### The task
Copy out the listing verbatim, starting at the line that contains "If you could point at the wood grain" and ending at the line that contains "If you could point at the wooden", both included.

━━━━━ Input for this task ━━━━━

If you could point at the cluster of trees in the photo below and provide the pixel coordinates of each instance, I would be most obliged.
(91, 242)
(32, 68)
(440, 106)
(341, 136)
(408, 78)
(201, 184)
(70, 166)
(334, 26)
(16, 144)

━━━━━
━━━━━ Input for this task ━━━━━

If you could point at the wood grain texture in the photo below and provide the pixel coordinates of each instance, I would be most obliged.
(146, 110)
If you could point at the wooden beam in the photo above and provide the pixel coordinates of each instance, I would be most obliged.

━━━━━
━━━━━ Input for this task ━━━━━

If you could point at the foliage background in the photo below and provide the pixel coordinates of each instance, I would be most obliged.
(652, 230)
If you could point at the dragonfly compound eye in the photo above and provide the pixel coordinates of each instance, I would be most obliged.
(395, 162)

━━━━━

### Exercise result
If you could point at the wood grain texture in the photo below and provide the pixel coordinates of each instance, I would be most obliged.
(146, 110)
If you could point at the wooden beam in the photo above and provide the pixel coordinates of each instance, I would be most obliged.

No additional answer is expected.